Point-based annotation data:
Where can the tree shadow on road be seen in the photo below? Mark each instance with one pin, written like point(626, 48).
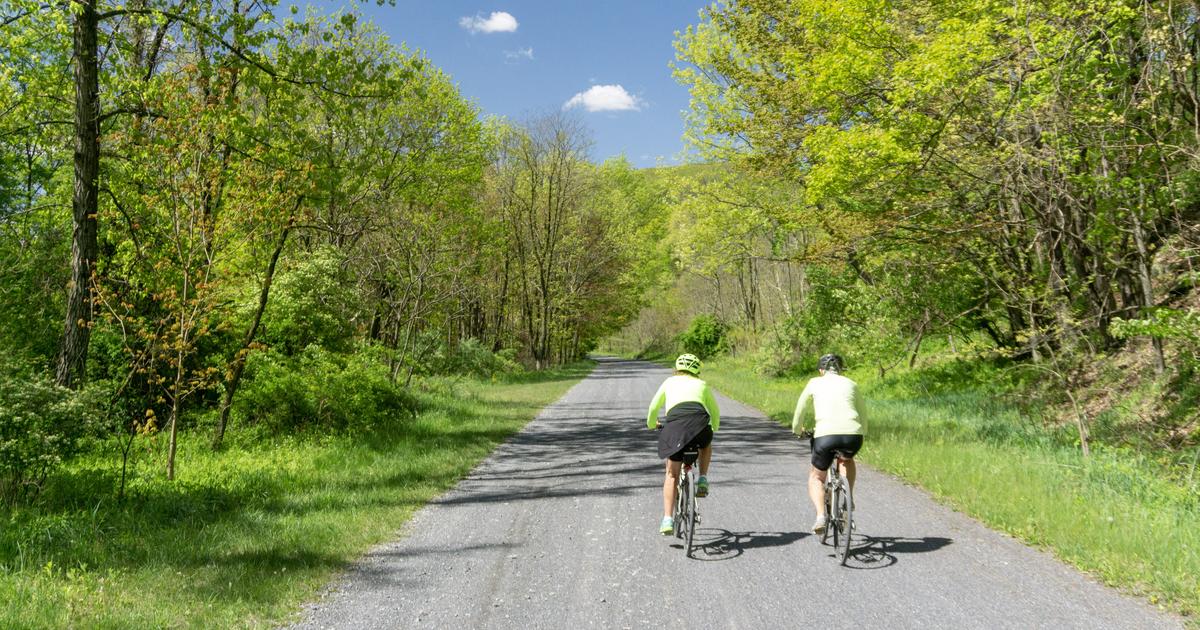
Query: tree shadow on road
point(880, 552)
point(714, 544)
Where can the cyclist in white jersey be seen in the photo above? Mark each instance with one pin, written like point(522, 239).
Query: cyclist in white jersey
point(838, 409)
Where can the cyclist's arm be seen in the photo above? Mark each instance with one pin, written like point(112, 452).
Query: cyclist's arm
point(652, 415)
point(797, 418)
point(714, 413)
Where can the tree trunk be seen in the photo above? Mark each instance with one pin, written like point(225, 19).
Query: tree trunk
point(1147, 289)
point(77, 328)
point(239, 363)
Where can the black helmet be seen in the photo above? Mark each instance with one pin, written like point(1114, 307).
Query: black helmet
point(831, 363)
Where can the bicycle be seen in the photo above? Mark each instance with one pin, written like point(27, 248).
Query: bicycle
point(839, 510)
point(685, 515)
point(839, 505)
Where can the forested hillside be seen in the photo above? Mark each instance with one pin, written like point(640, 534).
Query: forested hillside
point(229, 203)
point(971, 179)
---
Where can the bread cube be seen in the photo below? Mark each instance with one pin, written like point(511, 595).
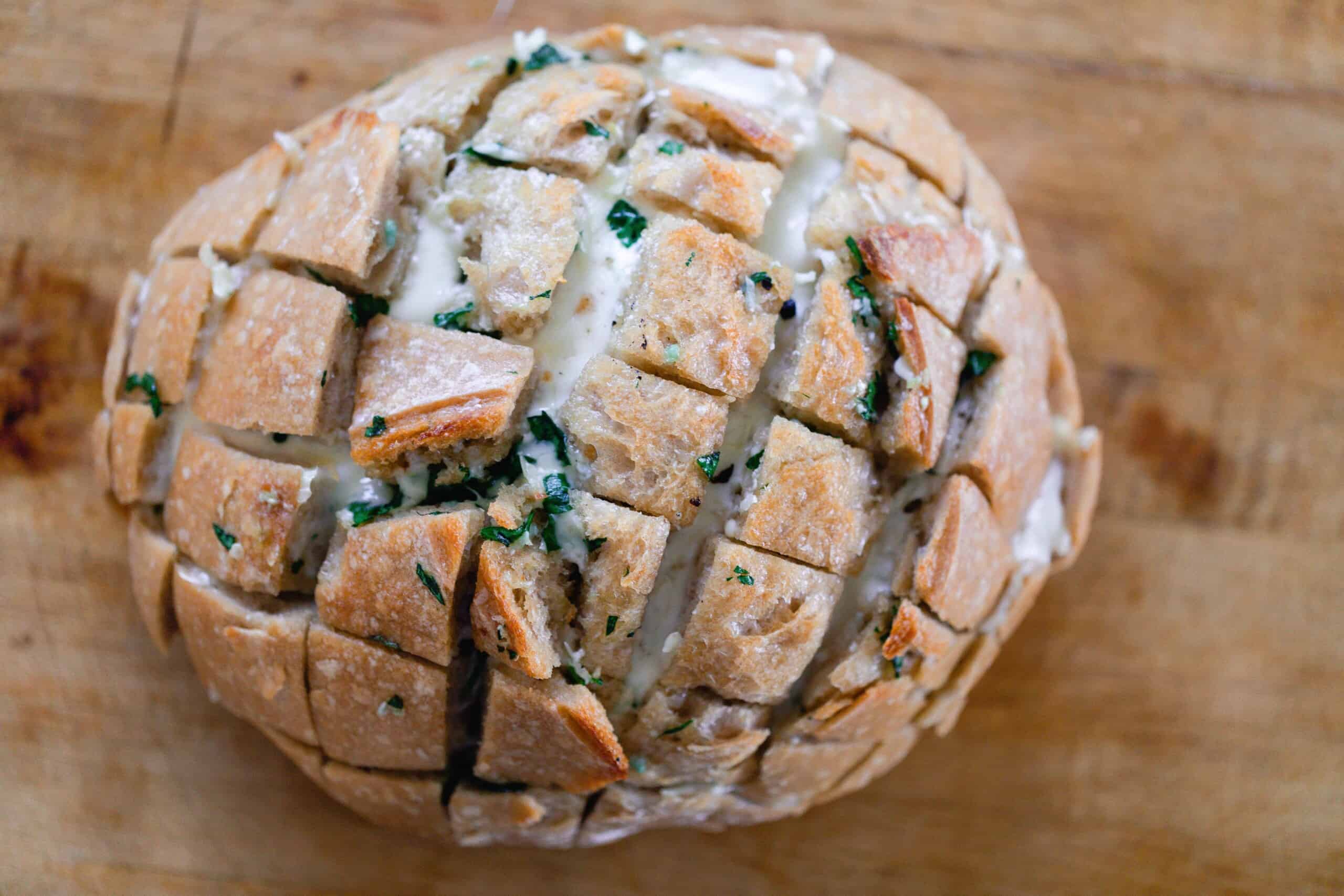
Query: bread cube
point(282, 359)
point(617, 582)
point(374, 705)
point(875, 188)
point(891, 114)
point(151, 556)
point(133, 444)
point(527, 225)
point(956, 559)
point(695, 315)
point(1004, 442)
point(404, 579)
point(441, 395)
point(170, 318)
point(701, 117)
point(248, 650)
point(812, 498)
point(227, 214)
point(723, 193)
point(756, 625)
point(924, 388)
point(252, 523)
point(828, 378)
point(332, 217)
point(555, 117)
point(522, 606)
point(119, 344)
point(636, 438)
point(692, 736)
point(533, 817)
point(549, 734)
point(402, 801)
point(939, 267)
* * *
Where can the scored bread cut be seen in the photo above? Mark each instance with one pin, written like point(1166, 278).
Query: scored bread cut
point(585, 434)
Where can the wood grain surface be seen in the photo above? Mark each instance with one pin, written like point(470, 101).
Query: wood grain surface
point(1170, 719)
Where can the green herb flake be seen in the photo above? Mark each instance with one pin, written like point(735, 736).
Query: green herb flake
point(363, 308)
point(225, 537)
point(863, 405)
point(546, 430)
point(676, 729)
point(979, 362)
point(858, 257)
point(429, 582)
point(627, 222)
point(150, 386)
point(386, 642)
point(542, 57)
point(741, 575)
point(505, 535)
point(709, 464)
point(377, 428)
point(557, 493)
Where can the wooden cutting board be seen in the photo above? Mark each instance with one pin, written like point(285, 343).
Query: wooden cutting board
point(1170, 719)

# [Task goal]
Render the part of the records that opens with the line containing "Where can the bread" and closes with the line containing "point(692, 736)" as a numbered list, with blank lines omitted. Leave the pictures out.

# [Exercise response]
1. Where can the bread cube be seen in the photo below? Mark each instance with one pin, written like point(511, 595).
2. Query: bread cube
3. point(282, 359)
4. point(617, 582)
5. point(374, 705)
6. point(875, 188)
7. point(891, 114)
8. point(151, 556)
9. point(133, 444)
10. point(527, 225)
11. point(956, 559)
12. point(695, 315)
13. point(1004, 442)
14. point(404, 579)
15. point(441, 395)
16. point(170, 318)
17. point(701, 117)
18. point(248, 650)
19. point(812, 498)
20. point(227, 214)
21. point(723, 193)
22. point(756, 625)
23. point(924, 388)
24. point(252, 523)
25. point(828, 378)
26. point(332, 217)
27. point(555, 117)
28. point(522, 606)
29. point(119, 344)
30. point(636, 438)
31. point(692, 736)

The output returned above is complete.